▶ **To do**
Can you arrange the lines of the records, from the line containing "Point to the high-rise" through the last line of the records (both ends included), as a Markdown table with the columns No. and Text, numbering each row and leaving out blank lines?

***

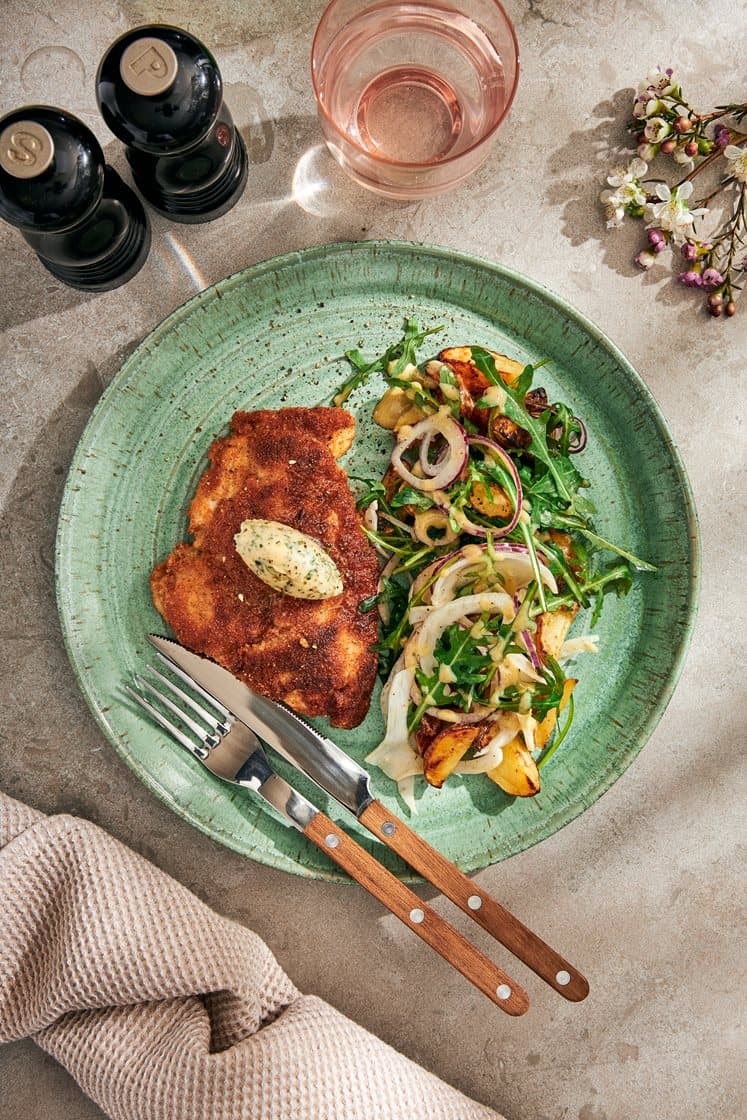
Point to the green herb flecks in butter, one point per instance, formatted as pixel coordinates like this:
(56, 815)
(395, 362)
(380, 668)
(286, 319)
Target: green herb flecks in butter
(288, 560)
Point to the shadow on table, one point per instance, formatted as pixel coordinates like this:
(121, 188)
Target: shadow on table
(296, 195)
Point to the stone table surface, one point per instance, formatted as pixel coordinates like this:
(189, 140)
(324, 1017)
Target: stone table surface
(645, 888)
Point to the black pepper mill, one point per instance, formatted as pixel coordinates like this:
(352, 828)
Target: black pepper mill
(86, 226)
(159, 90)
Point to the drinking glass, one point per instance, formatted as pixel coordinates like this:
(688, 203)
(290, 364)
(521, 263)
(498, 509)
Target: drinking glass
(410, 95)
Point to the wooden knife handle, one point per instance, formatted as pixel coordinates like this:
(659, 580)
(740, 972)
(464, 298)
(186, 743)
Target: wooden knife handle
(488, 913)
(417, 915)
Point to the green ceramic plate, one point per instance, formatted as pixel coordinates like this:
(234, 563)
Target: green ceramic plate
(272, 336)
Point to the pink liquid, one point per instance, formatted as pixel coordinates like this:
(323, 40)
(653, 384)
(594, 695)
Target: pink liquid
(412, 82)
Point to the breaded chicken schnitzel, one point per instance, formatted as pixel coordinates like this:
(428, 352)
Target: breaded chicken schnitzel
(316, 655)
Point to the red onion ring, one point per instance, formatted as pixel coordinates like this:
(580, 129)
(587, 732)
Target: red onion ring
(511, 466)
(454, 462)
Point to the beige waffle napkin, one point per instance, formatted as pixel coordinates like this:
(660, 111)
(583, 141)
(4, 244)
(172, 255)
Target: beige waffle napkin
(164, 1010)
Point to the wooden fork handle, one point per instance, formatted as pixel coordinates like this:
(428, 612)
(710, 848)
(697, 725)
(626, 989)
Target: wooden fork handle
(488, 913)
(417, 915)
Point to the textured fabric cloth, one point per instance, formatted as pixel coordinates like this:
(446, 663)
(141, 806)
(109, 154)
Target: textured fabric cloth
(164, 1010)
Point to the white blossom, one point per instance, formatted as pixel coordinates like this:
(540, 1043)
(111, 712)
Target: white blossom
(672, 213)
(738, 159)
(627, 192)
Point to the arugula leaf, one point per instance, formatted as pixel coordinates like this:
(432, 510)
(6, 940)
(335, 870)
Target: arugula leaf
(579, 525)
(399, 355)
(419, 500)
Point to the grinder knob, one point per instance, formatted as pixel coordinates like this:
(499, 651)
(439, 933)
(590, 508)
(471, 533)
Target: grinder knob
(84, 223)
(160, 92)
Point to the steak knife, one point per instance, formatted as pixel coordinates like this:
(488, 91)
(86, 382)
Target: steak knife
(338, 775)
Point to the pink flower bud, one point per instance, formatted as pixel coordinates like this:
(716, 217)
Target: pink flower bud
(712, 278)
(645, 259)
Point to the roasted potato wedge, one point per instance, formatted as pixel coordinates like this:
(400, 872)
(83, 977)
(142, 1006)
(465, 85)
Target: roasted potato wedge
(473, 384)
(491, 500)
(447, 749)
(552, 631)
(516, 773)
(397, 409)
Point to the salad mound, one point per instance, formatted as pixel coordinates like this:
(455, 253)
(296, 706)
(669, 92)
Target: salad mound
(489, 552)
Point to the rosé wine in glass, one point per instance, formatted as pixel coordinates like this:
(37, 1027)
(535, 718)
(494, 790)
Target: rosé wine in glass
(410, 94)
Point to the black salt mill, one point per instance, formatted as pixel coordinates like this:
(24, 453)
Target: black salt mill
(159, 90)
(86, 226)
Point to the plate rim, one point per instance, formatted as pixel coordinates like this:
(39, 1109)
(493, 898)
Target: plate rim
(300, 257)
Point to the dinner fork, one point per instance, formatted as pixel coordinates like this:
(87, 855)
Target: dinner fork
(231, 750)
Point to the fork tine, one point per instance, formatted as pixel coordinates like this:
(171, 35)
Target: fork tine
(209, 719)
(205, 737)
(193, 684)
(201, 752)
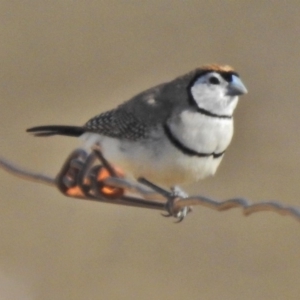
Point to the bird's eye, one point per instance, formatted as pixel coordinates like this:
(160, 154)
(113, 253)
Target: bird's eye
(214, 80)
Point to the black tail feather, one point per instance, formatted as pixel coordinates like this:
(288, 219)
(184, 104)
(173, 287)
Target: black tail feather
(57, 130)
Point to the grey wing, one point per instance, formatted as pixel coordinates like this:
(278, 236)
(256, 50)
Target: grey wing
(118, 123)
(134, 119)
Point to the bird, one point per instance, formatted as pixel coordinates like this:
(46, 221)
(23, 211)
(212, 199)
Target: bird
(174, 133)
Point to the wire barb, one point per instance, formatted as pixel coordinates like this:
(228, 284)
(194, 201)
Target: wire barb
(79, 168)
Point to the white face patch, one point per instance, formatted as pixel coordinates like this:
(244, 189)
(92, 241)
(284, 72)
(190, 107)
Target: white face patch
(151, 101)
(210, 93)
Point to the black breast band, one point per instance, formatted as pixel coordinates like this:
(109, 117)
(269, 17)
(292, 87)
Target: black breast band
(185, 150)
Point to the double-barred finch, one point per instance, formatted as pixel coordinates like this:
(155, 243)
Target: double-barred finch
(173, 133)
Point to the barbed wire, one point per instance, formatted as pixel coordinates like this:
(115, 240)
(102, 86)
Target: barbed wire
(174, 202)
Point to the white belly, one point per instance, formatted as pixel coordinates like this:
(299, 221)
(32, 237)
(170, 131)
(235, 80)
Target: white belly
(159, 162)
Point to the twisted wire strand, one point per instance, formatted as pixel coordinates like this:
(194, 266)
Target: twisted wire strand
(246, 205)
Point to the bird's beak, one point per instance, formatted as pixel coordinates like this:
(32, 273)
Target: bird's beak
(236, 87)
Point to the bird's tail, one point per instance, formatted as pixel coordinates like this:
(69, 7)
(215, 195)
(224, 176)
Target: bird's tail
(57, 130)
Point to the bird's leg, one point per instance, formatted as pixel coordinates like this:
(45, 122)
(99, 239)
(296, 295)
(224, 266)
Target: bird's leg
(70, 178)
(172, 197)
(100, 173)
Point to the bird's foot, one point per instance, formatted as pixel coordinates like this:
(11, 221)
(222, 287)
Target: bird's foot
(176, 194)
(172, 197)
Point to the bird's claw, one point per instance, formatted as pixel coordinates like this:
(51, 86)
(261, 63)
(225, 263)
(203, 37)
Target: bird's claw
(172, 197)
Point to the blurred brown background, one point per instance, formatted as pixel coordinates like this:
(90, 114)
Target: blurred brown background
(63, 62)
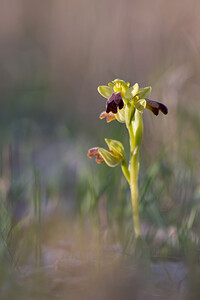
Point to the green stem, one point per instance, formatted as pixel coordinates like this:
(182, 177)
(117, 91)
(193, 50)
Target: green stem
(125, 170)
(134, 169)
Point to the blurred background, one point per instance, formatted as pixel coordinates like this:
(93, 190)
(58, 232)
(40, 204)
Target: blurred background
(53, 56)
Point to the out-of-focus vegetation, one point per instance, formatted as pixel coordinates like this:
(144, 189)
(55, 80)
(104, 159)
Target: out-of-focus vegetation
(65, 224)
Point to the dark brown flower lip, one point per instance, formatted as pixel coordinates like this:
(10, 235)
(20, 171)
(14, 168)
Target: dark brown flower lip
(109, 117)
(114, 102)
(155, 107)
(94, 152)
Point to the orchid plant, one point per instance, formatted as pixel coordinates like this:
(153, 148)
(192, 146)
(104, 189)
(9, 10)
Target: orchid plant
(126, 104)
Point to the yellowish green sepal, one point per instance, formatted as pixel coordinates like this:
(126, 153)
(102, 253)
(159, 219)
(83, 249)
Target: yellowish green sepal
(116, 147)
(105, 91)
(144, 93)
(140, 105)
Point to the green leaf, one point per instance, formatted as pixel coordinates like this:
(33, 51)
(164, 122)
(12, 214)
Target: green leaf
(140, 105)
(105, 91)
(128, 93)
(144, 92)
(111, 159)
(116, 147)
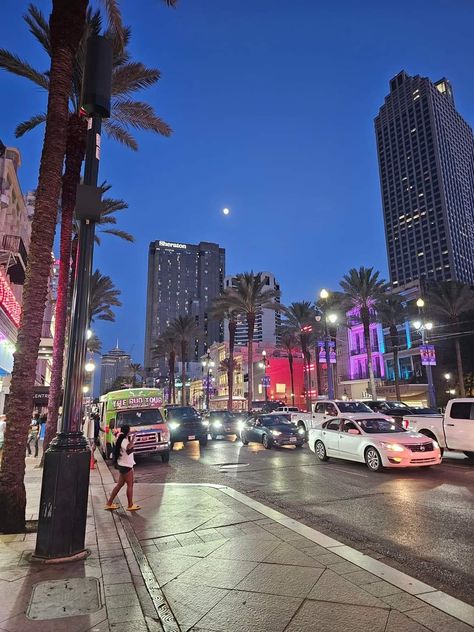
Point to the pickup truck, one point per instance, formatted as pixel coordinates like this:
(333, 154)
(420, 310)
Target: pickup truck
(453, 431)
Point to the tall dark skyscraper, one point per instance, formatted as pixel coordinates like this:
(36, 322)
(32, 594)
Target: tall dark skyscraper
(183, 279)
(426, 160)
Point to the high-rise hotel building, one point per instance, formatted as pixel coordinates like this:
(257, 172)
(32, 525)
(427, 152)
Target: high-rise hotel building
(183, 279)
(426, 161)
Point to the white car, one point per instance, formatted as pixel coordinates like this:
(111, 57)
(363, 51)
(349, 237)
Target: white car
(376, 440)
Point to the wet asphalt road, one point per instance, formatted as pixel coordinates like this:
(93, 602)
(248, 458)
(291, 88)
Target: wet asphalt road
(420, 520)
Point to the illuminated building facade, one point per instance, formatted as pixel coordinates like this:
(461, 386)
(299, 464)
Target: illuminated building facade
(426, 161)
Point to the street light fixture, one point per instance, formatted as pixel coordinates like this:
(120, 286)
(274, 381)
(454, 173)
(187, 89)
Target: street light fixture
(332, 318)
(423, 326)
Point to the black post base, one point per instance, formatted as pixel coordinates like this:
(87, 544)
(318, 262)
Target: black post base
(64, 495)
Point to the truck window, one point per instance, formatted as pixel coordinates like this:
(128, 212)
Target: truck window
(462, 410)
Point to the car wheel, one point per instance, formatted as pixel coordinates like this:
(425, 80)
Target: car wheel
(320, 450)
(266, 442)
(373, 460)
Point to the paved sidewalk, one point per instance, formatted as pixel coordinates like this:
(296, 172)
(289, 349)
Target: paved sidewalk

***

▶ **Output for this exercise**
| No. | Text |
|---|---|
| 1 | Point to the high-rise hotel building, one point per instance, formatted as pixel coordinates like this: |
| 2 | (257, 172) |
| 3 | (32, 525) |
| 4 | (427, 152) |
| 5 | Target: high-rise hotel building |
| 6 | (183, 279) |
| 7 | (426, 161) |
| 8 | Point to the white car, one point per instance, formatted as pixel coordinates like this: |
| 9 | (111, 57) |
| 10 | (363, 51) |
| 11 | (349, 237) |
| 12 | Target: white car |
| 13 | (376, 440) |
| 14 | Point to the wet asphalt road, one point per instance, formatted as pixel coordinates like this: |
| 15 | (93, 602) |
| 16 | (248, 458) |
| 17 | (291, 88) |
| 18 | Target: wet asphalt road |
| 19 | (420, 520) |
| 20 | Point to the illuminated building facade, one point per instance, formatted as pixel coordinates like this: |
| 21 | (461, 386) |
| 22 | (299, 464) |
| 23 | Target: illuminated building facade |
| 24 | (426, 161) |
| 25 | Point to the street light fixture, one point per instance, formatted as pixel coordinates like this: |
| 26 | (120, 286) |
| 27 | (274, 381) |
| 28 | (454, 173) |
| 29 | (187, 89) |
| 30 | Target: street light fixture |
| 31 | (332, 318) |
| 32 | (423, 326) |
| 33 | Point to the black post base, one point per instance, formatted as pixel coordinates like this: |
| 34 | (87, 544) |
| 35 | (318, 262) |
| 36 | Target: black post base |
| 37 | (64, 495) |
| 38 | Point to the truck window, one point per instance, formatted as pixel coordinates like this: |
| 39 | (128, 212) |
| 40 | Target: truck window |
| 41 | (462, 410) |
| 42 | Point to the car wheel, one point per instance, formatted as pixel coordinates like this: |
| 43 | (425, 80) |
| 44 | Target: car wheel |
| 45 | (320, 450) |
| 46 | (266, 442) |
| 47 | (373, 460) |
| 48 | Point to the paved sidewalk, one point per instance, formatted as pixel coordinates like this: |
| 49 | (296, 172) |
| 50 | (289, 349) |
| 51 | Target: paved sidewalk |